**PAGE TEXT**

────────────────────

Purpose of the Study:

  • To discuss the utilization of surfactants in analytical atomic spectroscopy.
  • To explore two main lines: manipulation of physical properties and chemical reactions.
  • To critically review existing facts and controversies regarding surfactant use.

Main Methods:

  • Manipulation of sample solution physical properties (surface tension, wettability).
  • Application of surfactant-based ordered media (micelles, vesicles) for chemical reactions.
  • Utilizing surfactant-enhanced volatile species generation (hydride, cold Hg vapor).
  • Integration with separation techniques like High-Performance Liquid Chromatography (HPLC).

Main Results:

  • Surfactants increase nebulization/atomization efficiencies in flame-AAS.
  • Improved aqueous/organic solvent compatibility and wettability of graphitic surfaces.
  • Enhanced detection power for arsenic, lead, and cadmium using hydride generation ICP-AES.
  • Significant sensitivity increases (up to two-fold for As and Pb, five-fold for Cd).
  • Successful HPLC speciation of arsenic compounds using micellar/vesicular mobile phases.

Conclusions:

  • Surfactants offer significant advantages for analytical atomic spectroscopy.
  • Ordered media effectively organize reactants for enhanced chemical generation.
  • Surfactant assemblies enable advanced hyphenated techniques like LC-atomic detection.

────────────────────

**GIVEN REQUEST A**
Show every line of the records below that contains the string "person".

Records drawn from a collection:
────────────────────

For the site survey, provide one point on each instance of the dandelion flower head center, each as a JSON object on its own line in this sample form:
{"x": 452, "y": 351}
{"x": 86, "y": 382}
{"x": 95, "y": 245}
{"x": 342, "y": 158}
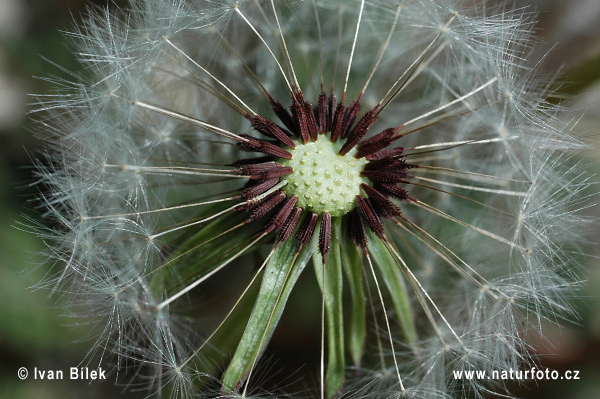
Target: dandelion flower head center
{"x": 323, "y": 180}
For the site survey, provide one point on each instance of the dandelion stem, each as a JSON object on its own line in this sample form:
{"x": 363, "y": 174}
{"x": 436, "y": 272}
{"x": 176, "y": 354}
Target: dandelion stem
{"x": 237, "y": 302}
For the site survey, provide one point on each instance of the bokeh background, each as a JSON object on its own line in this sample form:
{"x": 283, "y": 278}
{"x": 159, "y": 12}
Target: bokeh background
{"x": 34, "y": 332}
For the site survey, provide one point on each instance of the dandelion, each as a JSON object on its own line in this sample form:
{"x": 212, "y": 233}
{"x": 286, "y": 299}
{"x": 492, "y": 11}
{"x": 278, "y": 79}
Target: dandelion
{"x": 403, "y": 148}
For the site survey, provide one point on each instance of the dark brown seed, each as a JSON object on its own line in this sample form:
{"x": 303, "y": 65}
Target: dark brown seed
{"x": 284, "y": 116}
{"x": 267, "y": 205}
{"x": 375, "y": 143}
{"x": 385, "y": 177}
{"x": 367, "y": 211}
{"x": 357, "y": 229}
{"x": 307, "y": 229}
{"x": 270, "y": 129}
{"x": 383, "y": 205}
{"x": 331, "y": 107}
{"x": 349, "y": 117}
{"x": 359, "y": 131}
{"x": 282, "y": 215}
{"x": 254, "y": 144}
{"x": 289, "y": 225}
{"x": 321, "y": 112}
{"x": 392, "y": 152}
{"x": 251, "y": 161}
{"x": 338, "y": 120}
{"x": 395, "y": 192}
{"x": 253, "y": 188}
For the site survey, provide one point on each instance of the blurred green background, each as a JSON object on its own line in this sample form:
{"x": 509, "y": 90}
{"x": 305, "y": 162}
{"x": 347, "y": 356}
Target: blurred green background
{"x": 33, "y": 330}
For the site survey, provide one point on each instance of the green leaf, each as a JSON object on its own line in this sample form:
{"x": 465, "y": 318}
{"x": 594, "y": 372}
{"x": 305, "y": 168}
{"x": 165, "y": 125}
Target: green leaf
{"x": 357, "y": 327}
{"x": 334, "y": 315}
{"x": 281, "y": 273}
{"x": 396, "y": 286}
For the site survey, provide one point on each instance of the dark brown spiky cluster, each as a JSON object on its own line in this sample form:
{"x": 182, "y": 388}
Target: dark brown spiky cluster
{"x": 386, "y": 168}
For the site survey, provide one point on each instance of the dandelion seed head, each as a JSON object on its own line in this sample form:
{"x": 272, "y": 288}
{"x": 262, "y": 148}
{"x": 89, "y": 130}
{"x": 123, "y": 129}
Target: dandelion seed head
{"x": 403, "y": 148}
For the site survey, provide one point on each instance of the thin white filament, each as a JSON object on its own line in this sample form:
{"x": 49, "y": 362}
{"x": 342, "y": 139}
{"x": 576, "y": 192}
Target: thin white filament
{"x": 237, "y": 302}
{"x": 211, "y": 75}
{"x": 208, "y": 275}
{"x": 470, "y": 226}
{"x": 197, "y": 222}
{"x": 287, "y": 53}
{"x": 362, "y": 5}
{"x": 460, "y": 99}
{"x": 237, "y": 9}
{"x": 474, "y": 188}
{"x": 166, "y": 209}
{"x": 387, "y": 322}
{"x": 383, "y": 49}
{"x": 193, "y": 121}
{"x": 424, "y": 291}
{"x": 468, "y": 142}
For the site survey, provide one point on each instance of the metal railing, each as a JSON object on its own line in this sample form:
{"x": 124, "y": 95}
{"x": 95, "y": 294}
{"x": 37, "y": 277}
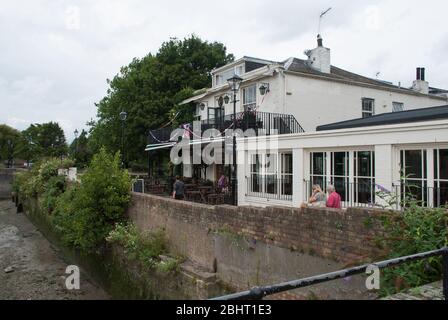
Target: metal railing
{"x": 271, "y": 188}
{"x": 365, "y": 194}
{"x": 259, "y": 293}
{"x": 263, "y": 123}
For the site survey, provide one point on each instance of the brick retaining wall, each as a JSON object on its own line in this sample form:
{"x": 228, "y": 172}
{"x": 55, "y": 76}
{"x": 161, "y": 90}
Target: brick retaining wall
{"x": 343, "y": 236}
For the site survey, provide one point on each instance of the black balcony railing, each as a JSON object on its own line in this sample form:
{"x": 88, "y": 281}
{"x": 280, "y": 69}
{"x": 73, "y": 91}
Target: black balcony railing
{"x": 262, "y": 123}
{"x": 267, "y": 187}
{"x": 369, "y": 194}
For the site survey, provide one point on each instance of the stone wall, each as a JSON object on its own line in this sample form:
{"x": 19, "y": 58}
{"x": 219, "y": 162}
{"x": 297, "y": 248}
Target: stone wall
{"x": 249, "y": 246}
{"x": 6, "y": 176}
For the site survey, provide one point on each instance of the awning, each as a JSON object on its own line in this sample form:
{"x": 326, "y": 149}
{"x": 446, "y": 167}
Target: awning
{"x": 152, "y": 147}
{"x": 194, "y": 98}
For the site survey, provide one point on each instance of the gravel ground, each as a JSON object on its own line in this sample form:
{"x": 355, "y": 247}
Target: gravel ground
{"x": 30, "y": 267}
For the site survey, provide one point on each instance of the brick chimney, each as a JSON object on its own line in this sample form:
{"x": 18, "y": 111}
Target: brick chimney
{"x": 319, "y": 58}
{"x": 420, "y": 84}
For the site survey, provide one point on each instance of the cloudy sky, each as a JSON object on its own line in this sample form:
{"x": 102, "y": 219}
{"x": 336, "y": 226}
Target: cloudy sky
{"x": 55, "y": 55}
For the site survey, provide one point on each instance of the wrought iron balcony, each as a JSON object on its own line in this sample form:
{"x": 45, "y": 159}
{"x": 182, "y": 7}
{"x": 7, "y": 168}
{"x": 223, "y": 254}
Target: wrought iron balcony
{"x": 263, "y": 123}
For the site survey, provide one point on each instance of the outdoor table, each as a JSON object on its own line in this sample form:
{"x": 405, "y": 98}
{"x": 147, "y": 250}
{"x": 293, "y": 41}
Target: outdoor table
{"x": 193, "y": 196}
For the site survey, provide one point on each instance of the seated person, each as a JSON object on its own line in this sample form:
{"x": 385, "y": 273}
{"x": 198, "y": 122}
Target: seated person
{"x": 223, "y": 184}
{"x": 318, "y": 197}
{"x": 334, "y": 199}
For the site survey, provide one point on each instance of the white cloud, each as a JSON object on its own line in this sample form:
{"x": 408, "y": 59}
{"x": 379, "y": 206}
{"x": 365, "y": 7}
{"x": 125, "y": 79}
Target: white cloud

────────────────────

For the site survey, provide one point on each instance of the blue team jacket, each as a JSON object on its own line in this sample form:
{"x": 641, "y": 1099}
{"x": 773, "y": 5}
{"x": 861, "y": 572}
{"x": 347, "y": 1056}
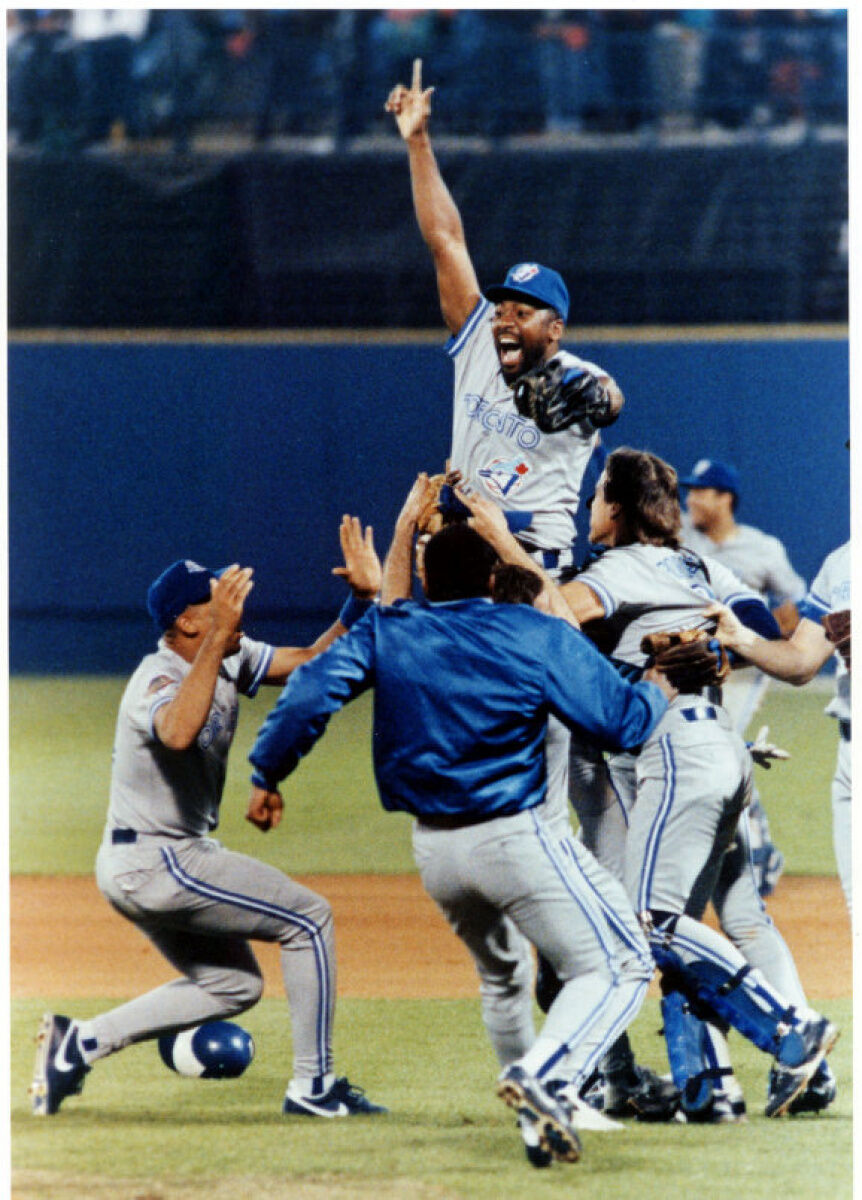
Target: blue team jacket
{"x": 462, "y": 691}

────────────────────

**GIVEN REQUEST B**
According to the surfactant spectroscopy summary, why do ordered media improve chemical generation? Answer in one to three sentences.

**RESULT A**
For the site survey, provide one point on each instance of the seated person, each as a JSON object on its own line in this sample form:
Target: seated person

**RESULT B**
Ordered media such as micelles and vesicles organize the reactants. That organization enhances chemical generation.